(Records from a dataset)
=-=-=-=-=

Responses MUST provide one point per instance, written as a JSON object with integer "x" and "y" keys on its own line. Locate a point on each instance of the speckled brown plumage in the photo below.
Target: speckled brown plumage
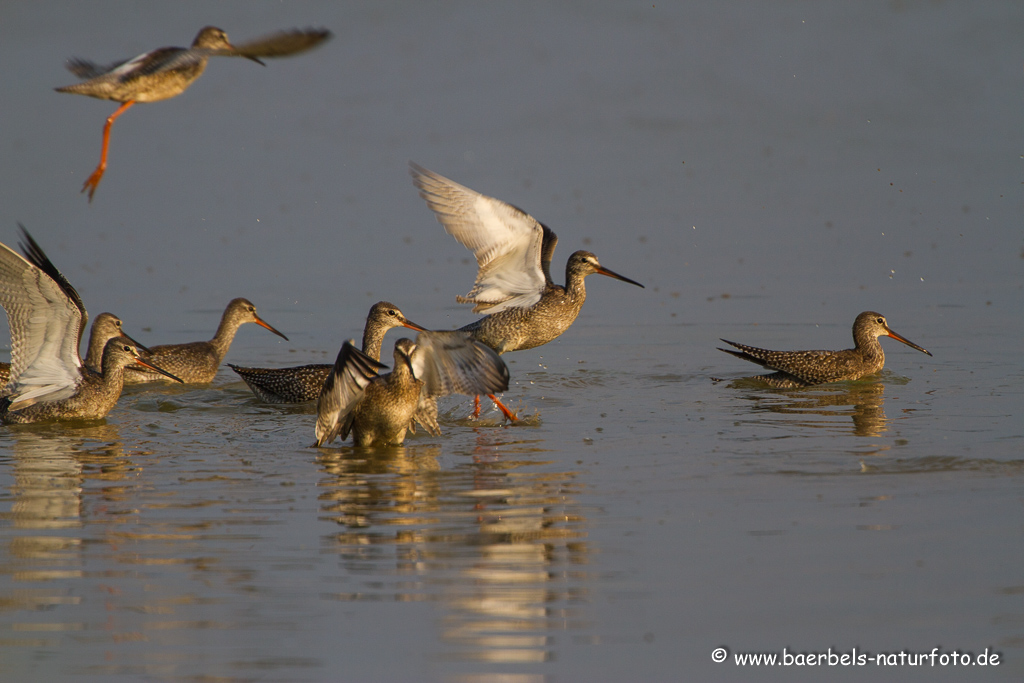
{"x": 168, "y": 72}
{"x": 380, "y": 410}
{"x": 197, "y": 363}
{"x": 94, "y": 395}
{"x": 302, "y": 383}
{"x": 798, "y": 369}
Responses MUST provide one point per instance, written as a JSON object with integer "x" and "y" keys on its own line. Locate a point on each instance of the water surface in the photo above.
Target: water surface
{"x": 767, "y": 171}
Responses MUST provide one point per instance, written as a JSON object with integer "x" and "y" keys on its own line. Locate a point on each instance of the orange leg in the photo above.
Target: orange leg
{"x": 509, "y": 415}
{"x": 93, "y": 180}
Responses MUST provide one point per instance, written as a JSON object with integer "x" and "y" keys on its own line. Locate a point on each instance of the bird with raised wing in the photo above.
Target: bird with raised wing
{"x": 197, "y": 363}
{"x": 379, "y": 410}
{"x": 801, "y": 369}
{"x": 524, "y": 308}
{"x": 303, "y": 383}
{"x": 167, "y": 72}
{"x": 48, "y": 380}
{"x": 105, "y": 327}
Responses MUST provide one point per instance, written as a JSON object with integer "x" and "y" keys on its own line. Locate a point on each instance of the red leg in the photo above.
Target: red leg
{"x": 509, "y": 415}
{"x": 93, "y": 180}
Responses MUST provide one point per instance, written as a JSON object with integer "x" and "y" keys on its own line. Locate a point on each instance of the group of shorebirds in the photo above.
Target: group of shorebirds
{"x": 523, "y": 307}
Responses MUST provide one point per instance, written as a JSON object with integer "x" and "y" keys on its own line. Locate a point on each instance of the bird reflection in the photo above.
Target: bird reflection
{"x": 864, "y": 402}
{"x": 499, "y": 544}
{"x": 50, "y": 467}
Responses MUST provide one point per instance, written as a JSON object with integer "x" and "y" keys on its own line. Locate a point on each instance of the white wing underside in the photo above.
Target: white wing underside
{"x": 452, "y": 363}
{"x": 505, "y": 241}
{"x": 44, "y": 330}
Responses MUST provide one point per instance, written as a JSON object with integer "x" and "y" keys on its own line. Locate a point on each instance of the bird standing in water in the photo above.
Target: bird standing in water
{"x": 104, "y": 328}
{"x": 380, "y": 410}
{"x": 303, "y": 383}
{"x": 167, "y": 72}
{"x": 800, "y": 369}
{"x": 197, "y": 363}
{"x": 513, "y": 252}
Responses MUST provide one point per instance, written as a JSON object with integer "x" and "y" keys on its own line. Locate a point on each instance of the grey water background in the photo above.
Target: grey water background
{"x": 768, "y": 170}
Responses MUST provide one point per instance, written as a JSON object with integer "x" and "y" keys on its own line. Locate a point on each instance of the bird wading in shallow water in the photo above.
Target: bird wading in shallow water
{"x": 197, "y": 363}
{"x": 800, "y": 369}
{"x": 104, "y": 328}
{"x": 48, "y": 380}
{"x": 303, "y": 383}
{"x": 379, "y": 410}
{"x": 167, "y": 72}
{"x": 513, "y": 252}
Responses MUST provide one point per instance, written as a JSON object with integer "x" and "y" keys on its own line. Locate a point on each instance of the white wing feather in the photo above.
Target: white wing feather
{"x": 342, "y": 391}
{"x": 452, "y": 363}
{"x": 505, "y": 241}
{"x": 44, "y": 329}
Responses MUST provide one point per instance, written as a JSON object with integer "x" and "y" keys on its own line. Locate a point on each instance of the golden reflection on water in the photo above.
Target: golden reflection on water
{"x": 863, "y": 402}
{"x": 49, "y": 467}
{"x": 500, "y": 548}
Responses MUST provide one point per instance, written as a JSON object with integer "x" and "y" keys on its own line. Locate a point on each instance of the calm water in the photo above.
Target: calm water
{"x": 768, "y": 172}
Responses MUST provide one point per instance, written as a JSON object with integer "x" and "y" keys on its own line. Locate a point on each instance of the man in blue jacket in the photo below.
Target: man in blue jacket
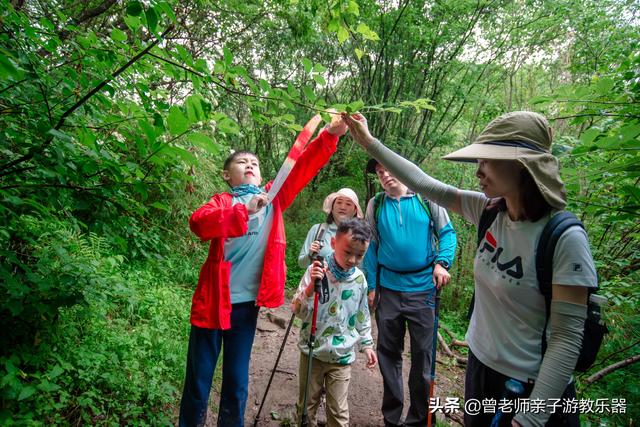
{"x": 408, "y": 258}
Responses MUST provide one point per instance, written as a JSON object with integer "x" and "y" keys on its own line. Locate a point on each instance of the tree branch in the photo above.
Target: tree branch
{"x": 80, "y": 102}
{"x": 611, "y": 368}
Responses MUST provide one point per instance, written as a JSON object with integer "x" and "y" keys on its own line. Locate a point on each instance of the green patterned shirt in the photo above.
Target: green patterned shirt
{"x": 342, "y": 322}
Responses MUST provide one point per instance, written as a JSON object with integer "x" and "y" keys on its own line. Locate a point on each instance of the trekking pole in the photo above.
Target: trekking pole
{"x": 273, "y": 372}
{"x": 432, "y": 385}
{"x": 319, "y": 236}
{"x": 512, "y": 390}
{"x": 304, "y": 418}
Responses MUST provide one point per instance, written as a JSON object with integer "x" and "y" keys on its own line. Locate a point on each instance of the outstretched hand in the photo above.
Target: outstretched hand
{"x": 256, "y": 203}
{"x": 337, "y": 126}
{"x": 358, "y": 127}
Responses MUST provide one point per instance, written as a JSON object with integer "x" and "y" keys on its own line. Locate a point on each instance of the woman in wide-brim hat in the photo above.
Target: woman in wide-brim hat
{"x": 519, "y": 177}
{"x": 338, "y": 206}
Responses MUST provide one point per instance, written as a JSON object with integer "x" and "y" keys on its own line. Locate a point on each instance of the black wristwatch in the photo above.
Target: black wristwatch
{"x": 444, "y": 264}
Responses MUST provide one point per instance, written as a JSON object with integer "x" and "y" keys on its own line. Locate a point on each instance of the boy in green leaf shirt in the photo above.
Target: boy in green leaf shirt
{"x": 343, "y": 322}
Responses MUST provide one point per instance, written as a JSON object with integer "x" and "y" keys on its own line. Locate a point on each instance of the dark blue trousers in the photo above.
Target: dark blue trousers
{"x": 205, "y": 346}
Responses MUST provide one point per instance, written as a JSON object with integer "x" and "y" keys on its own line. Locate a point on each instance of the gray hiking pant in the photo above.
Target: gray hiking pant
{"x": 397, "y": 311}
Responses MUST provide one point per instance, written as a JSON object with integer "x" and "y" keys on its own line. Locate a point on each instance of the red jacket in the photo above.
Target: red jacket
{"x": 218, "y": 220}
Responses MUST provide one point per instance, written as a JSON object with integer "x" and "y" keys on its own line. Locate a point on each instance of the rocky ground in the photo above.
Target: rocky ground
{"x": 365, "y": 389}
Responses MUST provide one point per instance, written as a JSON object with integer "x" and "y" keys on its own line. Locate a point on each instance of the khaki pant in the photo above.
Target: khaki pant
{"x": 334, "y": 378}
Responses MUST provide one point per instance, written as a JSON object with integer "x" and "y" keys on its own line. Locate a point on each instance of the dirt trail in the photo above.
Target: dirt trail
{"x": 365, "y": 389}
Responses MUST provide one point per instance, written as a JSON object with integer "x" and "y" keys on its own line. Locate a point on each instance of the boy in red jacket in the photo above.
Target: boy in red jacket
{"x": 245, "y": 270}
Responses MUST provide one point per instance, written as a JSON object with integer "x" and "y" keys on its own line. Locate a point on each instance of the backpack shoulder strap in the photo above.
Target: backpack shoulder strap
{"x": 555, "y": 227}
{"x": 426, "y": 205}
{"x": 488, "y": 215}
{"x": 378, "y": 199}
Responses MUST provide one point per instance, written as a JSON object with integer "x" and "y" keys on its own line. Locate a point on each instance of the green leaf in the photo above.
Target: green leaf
{"x": 118, "y": 35}
{"x": 264, "y": 85}
{"x": 319, "y": 68}
{"x": 55, "y": 372}
{"x": 133, "y": 22}
{"x": 203, "y": 141}
{"x": 60, "y": 135}
{"x": 167, "y": 10}
{"x": 160, "y": 206}
{"x": 343, "y": 34}
{"x": 134, "y": 8}
{"x": 228, "y": 56}
{"x": 8, "y": 68}
{"x": 353, "y": 8}
{"x": 334, "y": 25}
{"x": 177, "y": 122}
{"x": 26, "y": 392}
{"x": 589, "y": 136}
{"x": 355, "y": 106}
{"x": 308, "y": 93}
{"x": 152, "y": 19}
{"x": 367, "y": 32}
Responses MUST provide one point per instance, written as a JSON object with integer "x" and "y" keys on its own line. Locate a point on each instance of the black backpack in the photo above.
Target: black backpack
{"x": 594, "y": 328}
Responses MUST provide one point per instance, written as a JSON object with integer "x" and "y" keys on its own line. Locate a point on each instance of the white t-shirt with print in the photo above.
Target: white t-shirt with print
{"x": 505, "y": 332}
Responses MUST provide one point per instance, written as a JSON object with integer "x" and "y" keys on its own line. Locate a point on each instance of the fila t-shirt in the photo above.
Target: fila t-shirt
{"x": 505, "y": 331}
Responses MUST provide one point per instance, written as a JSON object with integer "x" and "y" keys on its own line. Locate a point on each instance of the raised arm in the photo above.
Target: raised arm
{"x": 407, "y": 172}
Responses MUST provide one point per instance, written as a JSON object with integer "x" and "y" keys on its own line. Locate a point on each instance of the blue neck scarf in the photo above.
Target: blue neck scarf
{"x": 340, "y": 274}
{"x": 244, "y": 189}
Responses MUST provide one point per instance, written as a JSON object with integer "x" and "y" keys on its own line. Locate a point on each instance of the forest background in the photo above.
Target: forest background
{"x": 115, "y": 117}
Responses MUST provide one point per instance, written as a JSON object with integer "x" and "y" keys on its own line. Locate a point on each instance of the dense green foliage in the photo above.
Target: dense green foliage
{"x": 115, "y": 117}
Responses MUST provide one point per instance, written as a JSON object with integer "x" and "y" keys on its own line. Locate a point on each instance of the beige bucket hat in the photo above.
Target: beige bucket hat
{"x": 327, "y": 206}
{"x": 526, "y": 137}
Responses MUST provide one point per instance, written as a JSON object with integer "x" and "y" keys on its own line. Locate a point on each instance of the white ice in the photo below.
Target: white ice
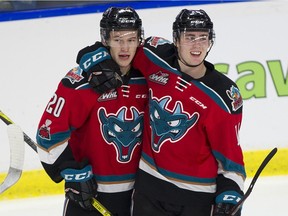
{"x": 269, "y": 197}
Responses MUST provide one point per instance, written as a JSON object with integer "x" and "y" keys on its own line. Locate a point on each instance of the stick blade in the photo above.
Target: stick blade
{"x": 17, "y": 151}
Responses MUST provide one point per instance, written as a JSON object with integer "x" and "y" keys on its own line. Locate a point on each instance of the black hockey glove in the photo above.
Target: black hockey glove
{"x": 225, "y": 202}
{"x": 103, "y": 72}
{"x": 80, "y": 185}
{"x": 105, "y": 76}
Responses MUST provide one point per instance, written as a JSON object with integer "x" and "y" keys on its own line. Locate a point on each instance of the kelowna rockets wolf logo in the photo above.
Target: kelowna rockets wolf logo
{"x": 168, "y": 124}
{"x": 123, "y": 133}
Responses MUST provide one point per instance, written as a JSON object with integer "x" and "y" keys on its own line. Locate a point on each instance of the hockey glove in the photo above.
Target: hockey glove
{"x": 103, "y": 73}
{"x": 80, "y": 185}
{"x": 105, "y": 76}
{"x": 225, "y": 202}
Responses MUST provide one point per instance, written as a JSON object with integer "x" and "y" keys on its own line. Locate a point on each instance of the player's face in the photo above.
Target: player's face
{"x": 193, "y": 46}
{"x": 123, "y": 46}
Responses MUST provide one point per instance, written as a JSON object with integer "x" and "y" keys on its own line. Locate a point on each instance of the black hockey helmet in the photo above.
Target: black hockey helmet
{"x": 192, "y": 20}
{"x": 120, "y": 18}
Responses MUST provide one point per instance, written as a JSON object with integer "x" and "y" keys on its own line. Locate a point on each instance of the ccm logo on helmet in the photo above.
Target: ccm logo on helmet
{"x": 93, "y": 58}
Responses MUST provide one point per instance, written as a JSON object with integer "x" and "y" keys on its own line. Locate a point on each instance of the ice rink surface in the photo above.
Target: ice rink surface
{"x": 268, "y": 198}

=-=-=-=-=

Give exactly the lines above that run from the line with "Target: beige bucket hat" to the line with "player's face in the photo above.", both included, leaving every picture out.

EXERCISE RESULT
Target: beige bucket hat
{"x": 327, "y": 206}
{"x": 526, "y": 137}
Responses MUST provide one point per instance, written as a JSON object with integer "x" and "y" keys on its own line. Locate a point on each instance of the white ice in the photo below.
Target: white ice
{"x": 269, "y": 197}
Responses MUST provide one point per instance, written as a JSON object with integer "x" and "y" keys on its own line. Locate a point on each instance of the stick blade in the photo above.
Target: stick blade
{"x": 17, "y": 151}
Responses MUST provide one point per instance, written as a JSON object with integer "x" and "y" keys on its own line. Locate a point on each instance of the black hockey glove in the photo above.
Target: black hockey glove
{"x": 225, "y": 202}
{"x": 103, "y": 72}
{"x": 80, "y": 185}
{"x": 105, "y": 76}
Responses MUST provide one point per instance, written as a JSON object with integer "x" and "y" keys on its own line. Locate a point on each instance of the kelowna rockets wolf logo in the photo above.
Target: kelowna rockets wolf logo
{"x": 168, "y": 124}
{"x": 123, "y": 133}
Responses MUST provide one point per instance, written as a JSON object with integer "x" and "y" keys on its own line. Locate a point on each instance of the hockey glove in the photo above.
Target: hockey glove
{"x": 103, "y": 73}
{"x": 80, "y": 185}
{"x": 105, "y": 76}
{"x": 225, "y": 202}
Responses MUST provide one point per instance, written as a JSON object with integer "x" and "y" keys on its own line. Locate a point on each instance of the player's face in the photo above.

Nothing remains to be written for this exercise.